**Records supplied**

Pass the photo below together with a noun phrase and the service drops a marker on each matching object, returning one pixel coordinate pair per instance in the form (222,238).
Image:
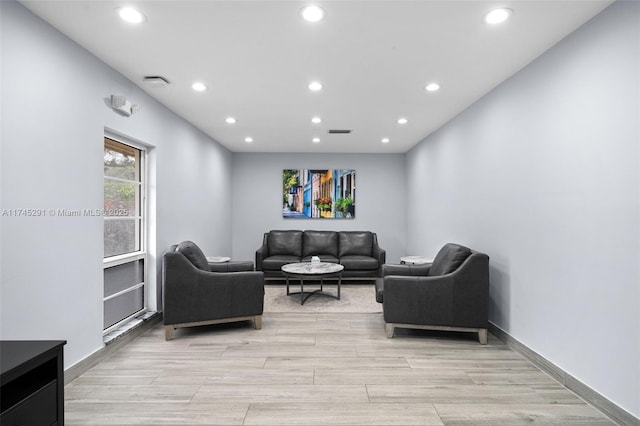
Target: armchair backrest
(448,259)
(192,252)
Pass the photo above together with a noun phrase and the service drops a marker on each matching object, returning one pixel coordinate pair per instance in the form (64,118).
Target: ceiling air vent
(155,81)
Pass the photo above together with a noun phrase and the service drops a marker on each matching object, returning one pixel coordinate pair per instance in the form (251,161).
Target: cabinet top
(14,353)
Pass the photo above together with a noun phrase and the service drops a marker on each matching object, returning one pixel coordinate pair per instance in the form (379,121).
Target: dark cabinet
(32,383)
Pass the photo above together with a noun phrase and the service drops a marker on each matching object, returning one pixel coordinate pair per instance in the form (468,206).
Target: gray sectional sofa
(357,251)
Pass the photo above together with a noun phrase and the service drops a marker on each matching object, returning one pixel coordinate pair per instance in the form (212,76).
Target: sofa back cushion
(355,243)
(192,252)
(448,259)
(319,242)
(285,243)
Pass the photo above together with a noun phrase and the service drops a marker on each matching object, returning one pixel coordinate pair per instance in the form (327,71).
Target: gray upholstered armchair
(199,293)
(452,293)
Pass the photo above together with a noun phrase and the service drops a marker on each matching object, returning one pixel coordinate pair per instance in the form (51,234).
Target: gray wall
(54,117)
(543,175)
(257,205)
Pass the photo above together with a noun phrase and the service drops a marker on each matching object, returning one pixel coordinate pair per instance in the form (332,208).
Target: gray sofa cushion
(448,259)
(191,251)
(316,243)
(285,243)
(323,258)
(358,243)
(356,262)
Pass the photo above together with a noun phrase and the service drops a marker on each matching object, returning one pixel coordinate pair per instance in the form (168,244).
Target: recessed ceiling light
(497,16)
(432,87)
(312,13)
(315,86)
(198,86)
(131,15)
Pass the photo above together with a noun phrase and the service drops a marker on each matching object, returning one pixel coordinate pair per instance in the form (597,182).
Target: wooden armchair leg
(482,336)
(257,322)
(168,332)
(390,329)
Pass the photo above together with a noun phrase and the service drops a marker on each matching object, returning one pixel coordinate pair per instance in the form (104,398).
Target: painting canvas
(319,193)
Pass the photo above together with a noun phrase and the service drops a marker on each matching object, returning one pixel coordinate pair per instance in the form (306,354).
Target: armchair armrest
(232,266)
(406,270)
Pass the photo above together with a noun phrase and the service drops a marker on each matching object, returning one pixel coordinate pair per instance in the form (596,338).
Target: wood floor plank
(357,414)
(307,394)
(517,414)
(151,414)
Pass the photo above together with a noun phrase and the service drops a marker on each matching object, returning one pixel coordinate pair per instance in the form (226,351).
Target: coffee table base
(304,295)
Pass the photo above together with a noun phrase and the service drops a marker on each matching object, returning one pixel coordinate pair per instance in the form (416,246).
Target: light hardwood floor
(318,369)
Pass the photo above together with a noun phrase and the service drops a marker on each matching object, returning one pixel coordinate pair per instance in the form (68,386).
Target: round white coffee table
(415,260)
(315,271)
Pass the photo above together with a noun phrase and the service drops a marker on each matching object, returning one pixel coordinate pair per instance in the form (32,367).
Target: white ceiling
(373,57)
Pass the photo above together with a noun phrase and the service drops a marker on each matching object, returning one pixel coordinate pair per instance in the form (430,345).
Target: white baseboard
(607,407)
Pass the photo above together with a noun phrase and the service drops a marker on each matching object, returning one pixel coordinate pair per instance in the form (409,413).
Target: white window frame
(134,256)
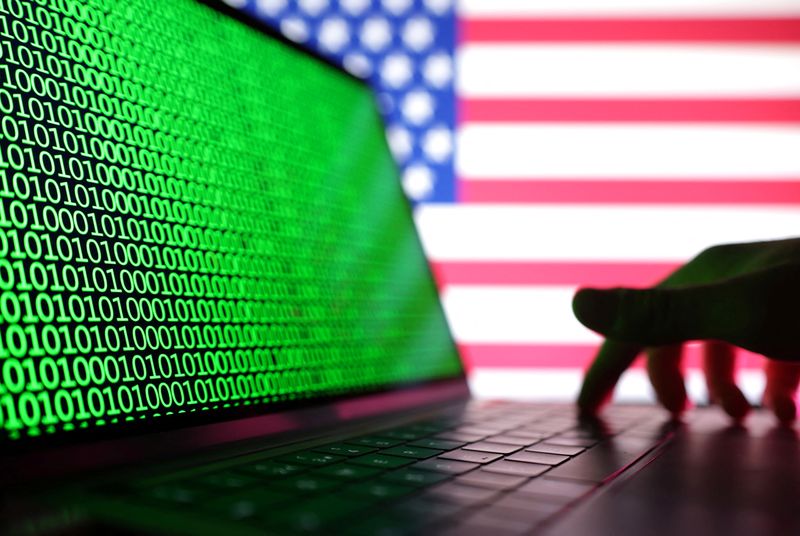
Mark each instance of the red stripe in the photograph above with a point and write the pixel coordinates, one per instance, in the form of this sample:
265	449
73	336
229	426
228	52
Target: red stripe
761	30
747	192
601	274
577	356
631	110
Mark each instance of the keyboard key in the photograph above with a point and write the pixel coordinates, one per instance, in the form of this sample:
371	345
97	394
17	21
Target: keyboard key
380	490
375	441
491	480
310	458
517	468
426	508
346	471
413	477
550	448
527	434
381	461
512	440
456	436
525	507
439	444
307	483
271	469
478	430
407	451
226	480
482	523
604	460
343	449
471	456
402	434
445	466
244	505
561	489
488	446
383	525
537	457
176	493
312	515
573	441
461	494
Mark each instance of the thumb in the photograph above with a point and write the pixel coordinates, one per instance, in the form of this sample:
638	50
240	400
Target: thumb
654	316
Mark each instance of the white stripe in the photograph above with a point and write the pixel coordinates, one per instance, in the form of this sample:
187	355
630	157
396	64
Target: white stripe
617	8
562	385
627	151
628	70
514	314
580	232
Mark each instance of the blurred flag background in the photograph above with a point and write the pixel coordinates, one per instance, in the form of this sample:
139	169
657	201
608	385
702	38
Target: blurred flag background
549	144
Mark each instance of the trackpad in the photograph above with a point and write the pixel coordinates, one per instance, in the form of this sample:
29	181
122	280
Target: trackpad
711	478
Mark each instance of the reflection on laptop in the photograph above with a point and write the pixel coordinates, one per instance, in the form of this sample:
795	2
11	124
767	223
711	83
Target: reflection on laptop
216	316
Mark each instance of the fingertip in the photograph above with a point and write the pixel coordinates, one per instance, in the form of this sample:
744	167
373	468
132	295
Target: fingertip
734	403
590	403
595	308
677	404
785	409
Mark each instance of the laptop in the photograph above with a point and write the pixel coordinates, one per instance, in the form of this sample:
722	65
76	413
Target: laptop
216	317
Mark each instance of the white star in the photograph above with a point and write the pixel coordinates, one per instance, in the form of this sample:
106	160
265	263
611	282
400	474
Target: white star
386	103
313	7
358	64
418	107
334	34
438	6
294	28
400	142
418	33
270	7
354	7
438	143
396	70
438	69
418	181
396	7
376	33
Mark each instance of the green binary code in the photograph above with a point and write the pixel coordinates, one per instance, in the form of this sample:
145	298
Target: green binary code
194	217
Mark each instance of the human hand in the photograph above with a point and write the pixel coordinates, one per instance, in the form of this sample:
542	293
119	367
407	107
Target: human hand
745	295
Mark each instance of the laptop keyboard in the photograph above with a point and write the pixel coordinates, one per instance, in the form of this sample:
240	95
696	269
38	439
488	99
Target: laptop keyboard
500	467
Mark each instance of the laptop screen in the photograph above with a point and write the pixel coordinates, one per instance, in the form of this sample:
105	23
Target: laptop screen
198	222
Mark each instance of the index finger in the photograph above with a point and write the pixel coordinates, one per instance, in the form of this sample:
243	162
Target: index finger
611	361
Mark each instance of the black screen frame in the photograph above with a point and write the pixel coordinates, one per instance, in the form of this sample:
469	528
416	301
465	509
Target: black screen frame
67	454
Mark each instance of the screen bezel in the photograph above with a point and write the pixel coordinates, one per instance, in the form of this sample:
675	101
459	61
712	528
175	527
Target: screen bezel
94	450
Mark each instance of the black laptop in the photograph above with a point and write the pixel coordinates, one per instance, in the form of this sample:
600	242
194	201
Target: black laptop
216	316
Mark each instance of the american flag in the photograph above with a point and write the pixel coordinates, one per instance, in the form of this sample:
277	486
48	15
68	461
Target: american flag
557	143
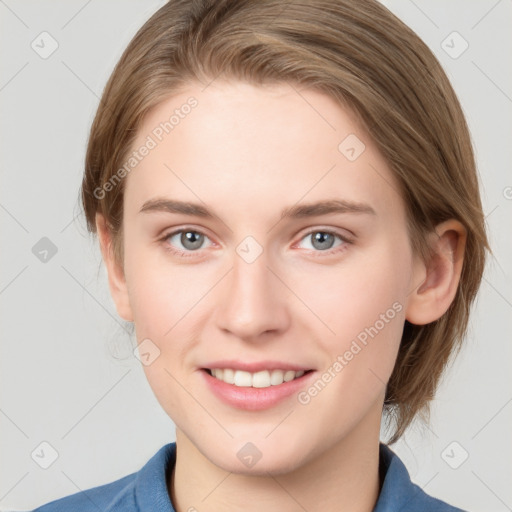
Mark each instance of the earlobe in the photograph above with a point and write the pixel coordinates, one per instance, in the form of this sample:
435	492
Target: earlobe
116	277
436	282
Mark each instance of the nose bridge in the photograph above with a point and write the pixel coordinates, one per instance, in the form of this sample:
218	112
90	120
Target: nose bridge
252	302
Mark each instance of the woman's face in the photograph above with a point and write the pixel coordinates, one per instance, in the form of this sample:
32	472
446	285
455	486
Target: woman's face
232	262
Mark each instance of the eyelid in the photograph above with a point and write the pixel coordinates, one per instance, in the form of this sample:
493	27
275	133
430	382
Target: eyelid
318	229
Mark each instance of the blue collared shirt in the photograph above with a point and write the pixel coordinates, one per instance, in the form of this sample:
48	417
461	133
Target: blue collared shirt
146	490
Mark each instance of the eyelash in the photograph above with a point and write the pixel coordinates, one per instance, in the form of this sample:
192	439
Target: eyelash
188	254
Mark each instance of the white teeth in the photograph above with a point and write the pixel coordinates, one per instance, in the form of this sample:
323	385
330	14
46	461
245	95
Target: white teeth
262	379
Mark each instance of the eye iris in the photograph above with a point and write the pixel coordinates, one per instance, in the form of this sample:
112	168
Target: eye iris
324	240
191	239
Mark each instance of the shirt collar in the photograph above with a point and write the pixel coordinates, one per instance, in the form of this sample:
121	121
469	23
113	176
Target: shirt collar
398	492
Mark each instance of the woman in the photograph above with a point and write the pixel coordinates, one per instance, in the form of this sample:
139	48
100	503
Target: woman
287	205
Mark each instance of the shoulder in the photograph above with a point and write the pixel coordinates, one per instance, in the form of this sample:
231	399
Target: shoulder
400	493
130	493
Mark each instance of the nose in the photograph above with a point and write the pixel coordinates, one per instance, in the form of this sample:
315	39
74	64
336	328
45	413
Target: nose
253	304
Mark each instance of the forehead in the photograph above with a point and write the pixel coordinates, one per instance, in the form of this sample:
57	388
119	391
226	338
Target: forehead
234	145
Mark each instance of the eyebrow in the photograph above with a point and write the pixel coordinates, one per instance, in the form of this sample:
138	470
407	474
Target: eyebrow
293	212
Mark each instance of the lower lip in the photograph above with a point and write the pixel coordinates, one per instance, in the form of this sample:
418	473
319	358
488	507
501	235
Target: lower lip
254	399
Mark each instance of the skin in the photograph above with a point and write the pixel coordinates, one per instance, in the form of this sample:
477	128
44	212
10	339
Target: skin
247	152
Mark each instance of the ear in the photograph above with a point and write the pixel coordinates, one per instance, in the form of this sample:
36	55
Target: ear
435	283
116	278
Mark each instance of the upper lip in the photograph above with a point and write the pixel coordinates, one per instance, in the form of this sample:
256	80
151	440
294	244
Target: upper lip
256	366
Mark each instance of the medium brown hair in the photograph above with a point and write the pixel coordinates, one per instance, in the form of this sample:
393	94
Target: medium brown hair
360	54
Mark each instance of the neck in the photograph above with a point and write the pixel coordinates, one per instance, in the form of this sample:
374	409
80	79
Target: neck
344	478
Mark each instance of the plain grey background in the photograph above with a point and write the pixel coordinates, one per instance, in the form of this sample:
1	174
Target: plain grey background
68	375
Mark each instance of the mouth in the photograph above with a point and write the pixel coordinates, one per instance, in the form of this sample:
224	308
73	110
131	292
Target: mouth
260	379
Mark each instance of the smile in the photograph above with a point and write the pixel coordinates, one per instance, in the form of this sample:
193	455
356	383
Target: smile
261	379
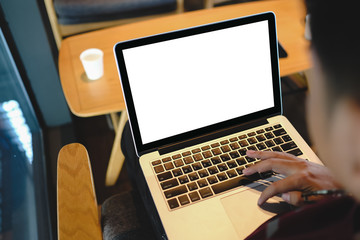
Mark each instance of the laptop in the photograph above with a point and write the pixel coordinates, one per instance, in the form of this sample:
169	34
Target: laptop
197	99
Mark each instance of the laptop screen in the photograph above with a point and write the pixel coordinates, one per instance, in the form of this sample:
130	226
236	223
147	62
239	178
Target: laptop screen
186	83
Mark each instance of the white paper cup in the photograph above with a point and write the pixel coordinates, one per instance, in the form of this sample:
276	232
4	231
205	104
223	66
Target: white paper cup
92	61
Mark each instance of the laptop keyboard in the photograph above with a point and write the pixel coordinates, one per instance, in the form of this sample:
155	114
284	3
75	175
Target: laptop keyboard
212	169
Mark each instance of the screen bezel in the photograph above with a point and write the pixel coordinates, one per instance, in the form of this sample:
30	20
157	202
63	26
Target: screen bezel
276	110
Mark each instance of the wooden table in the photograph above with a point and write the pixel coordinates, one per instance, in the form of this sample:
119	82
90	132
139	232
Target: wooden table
104	96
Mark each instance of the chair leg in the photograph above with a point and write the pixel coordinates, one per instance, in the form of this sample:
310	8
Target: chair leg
116	158
78	215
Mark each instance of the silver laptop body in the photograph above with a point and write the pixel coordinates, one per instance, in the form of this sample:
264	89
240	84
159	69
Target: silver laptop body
197	99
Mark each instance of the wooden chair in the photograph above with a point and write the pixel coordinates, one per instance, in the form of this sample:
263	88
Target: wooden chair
80	216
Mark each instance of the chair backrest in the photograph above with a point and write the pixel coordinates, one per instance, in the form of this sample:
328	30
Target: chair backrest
78	215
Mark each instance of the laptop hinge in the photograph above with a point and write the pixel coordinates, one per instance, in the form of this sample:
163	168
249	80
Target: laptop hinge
208	137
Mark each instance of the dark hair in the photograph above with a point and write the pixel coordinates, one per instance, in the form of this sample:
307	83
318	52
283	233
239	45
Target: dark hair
335	32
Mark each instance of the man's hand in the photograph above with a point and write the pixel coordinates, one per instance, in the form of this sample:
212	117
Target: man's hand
301	175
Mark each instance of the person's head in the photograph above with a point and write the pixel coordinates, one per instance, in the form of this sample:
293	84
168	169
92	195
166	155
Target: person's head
334	88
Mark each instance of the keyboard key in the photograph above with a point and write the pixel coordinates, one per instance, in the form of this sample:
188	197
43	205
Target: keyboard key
197	150
224	142
184	154
184	200
231	173
234	154
270	143
225	157
241	161
188	160
243	143
216	151
288	146
173	203
194	196
269	129
222	176
205	192
212	179
187	169
177	172
232	164
215	160
249	159
206	163
197	166
269	135
214	145
278	140
193	176
234	146
242	151
225	148
157	162
203	173
207	154
242	136
260	131
169	165
266	174
233	183
204	148
159	169
183	179
276	149
252	148
279	132
202	183
164	176
252	140
260	138
192	186
222	167
213	170
261	146
198	157
286	138
178	163
296	152
239	170
175	191
169	184
168	159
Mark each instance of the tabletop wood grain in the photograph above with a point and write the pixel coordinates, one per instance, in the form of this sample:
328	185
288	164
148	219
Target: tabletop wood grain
89	98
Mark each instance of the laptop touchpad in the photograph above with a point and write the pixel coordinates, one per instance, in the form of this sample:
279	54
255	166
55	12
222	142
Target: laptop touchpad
244	213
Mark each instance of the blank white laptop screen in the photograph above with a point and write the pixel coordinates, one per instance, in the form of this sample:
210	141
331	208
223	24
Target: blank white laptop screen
187	83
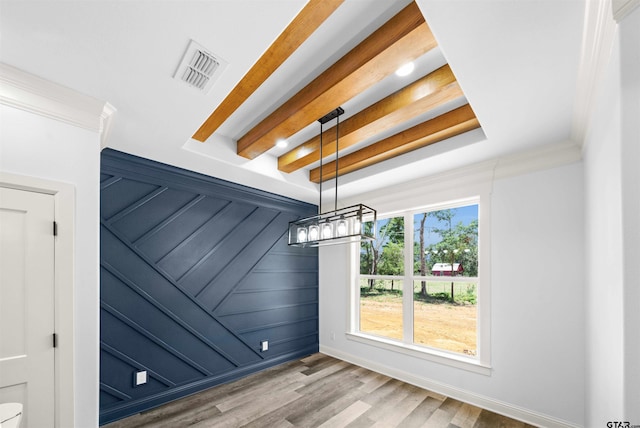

**Goal of the exercise**
The lines to repeat run from the line containing "Target: laptop touchpad" through the last line of the material above; give them exactly, without the pictures.

**Solution to this task**
Target: laptop touchpad
244	213
Mark each instance of the blank white laptop screen in the photograph above with a point and write the pixel coordinates, one per instance, in the form of this sample:
210	141
331	208
223	24
Target: blank white laptop screen
187	83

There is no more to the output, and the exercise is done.